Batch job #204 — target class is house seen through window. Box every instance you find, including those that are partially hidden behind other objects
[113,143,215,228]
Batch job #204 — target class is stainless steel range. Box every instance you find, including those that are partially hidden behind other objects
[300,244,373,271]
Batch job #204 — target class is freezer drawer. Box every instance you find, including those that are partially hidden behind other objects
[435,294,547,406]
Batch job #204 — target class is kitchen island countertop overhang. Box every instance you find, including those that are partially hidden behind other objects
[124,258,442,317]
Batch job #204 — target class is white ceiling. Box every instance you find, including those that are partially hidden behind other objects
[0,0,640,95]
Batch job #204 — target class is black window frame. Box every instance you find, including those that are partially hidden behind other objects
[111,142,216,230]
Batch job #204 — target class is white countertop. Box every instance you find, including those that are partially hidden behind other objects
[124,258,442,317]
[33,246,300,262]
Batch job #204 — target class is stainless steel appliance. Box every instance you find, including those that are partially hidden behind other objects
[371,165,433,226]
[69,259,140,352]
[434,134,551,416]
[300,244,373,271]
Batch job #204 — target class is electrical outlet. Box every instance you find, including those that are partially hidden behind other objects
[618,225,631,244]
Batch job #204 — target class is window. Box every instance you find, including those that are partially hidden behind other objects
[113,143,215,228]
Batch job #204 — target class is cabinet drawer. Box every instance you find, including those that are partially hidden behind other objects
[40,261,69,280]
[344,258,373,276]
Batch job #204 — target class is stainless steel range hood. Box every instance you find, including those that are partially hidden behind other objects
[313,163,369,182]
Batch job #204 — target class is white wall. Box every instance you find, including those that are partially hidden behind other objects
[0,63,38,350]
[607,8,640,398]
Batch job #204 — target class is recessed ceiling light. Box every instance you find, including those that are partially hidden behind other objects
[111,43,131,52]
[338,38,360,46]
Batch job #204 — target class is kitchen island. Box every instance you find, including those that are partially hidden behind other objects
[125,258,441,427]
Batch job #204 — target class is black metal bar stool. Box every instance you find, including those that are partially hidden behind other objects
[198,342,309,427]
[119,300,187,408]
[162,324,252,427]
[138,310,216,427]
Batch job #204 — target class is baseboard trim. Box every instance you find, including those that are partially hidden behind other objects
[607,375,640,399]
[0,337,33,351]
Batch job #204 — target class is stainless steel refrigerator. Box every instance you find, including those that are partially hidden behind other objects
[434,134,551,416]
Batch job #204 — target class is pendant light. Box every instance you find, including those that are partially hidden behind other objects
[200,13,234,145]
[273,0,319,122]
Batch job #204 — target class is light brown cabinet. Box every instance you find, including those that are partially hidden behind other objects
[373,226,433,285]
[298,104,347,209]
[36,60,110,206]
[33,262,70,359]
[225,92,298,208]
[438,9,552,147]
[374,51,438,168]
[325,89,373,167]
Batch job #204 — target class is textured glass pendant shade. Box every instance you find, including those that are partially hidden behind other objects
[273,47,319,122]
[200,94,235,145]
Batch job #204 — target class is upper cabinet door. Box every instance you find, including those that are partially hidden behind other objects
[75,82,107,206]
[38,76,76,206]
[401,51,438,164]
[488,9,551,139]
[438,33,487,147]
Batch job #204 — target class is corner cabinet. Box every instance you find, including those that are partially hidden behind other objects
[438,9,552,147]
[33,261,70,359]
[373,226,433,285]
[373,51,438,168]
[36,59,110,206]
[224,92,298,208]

_ _ _

* **YOUR OBJECTIVE**
Please rewrite all of the records above, substituting "partly hidden" for every occurrence of "partially hidden" and keeping everything else the same.

* **SOLUTION TO THIS EXERCISE**
Batch job #204 — target class is house seen through window. Box every instance you find, including those that are partly hidden behind other objects
[113,143,215,228]
Batch job #204 — target class is stainless steel range. Box every instance you find, including those that are partly hidden behind other objects
[300,244,373,271]
Batch job #204 — target class is freezer drawer. Box every instance you find, including those that are partly hidden behind other objects
[435,294,547,406]
Batch job #204 — target class is kitchen island countertop overhang. Box every instance you find, including those that are partly hidden behind other objects
[124,258,442,317]
Batch job #204 — target class is white ceiling. Box every instance you find, including those that are partly hidden behind other objects
[0,0,640,95]
Batch job #204 — target class is black window frame. Box every instance you find, including those that are partly hidden behind other objects
[111,142,216,230]
Batch job #204 — target class is white countertop. Box every instance you find, including those that are partly hidden behind other objects
[124,258,442,317]
[33,246,300,262]
Batch job #204 — target class is stainless steel appliance. Box every instance you find, including those that are partly hidden behind other objects
[371,165,433,226]
[69,259,140,352]
[434,134,551,416]
[300,244,373,271]
Batch job #204 — target class is electrical outlet. Box every instance you find, including those that are partly hidden behind other objects
[618,225,631,244]
Batch job #204 — target class is window. Box every instance you find, including those that are partly hidden behind other objects
[113,143,215,228]
Batch job #204 — target class is cabinet drawer. Box every instance you find, including those that are partly hidden behind other objects
[40,261,69,280]
[344,258,373,276]
Batch job #204 — target class is stainless steel range hood. Box every instance you find, including those that are partly hidden behind other objects
[313,163,369,182]
Batch job #204 — target class is white wall. Box every instance you find, including those that are partly hidden behind other objects
[0,63,38,350]
[607,8,640,398]
Batch job #204 — target class is recessed ceiling light. Box every instance you find, including those that are partly hidden behind other objects
[111,43,131,52]
[338,38,360,46]
Batch job #204 — target class is kitchen island. Box every instance you find, including those that are partly hidden behind other objects
[125,258,441,427]
Batch job #204 — target class is black metal bar stool. Box every instance you find, including those that are partly hidden behind other objects
[198,342,309,427]
[119,300,187,408]
[162,324,252,427]
[138,310,216,427]
Batch job #204 — target class is baseboard trim. Box every instance you find, including those that are partly hidden behind other objects
[607,375,640,399]
[0,337,33,351]
Batch job #204 — target class is stainless steel refrigerator. Box every instance you find, including those that are partly hidden behind other objects
[434,134,551,416]
Batch job #204 — target class is pendant light. Box every instance you find, including those that are partly hidden behind other objects
[200,13,234,145]
[273,0,319,122]
Batch job #204 — target class is light brown cabinet. Box every instance you find, including those that are partly hidden behind other objects
[373,226,433,285]
[298,104,347,209]
[36,60,110,206]
[33,262,70,359]
[225,92,298,208]
[438,9,552,147]
[374,51,438,168]
[325,89,373,167]
Batch job #204 — target class is textured glass pendant shade. Box every instance you find, including those that are partly hidden behind other objects
[273,47,319,122]
[200,94,235,145]
Batch job #204 — target class is upper cabinet door. Box every instance you find, including those that are partly hidden behind other objects
[75,82,107,206]
[38,76,76,206]
[401,51,438,164]
[488,9,551,139]
[438,33,487,147]
Batch job #204 — target class is corner cabinet. Box every instance you find, including those that are partly hidden behind other objects
[438,9,552,147]
[33,261,70,359]
[373,226,433,285]
[373,51,438,168]
[36,59,110,206]
[224,92,298,208]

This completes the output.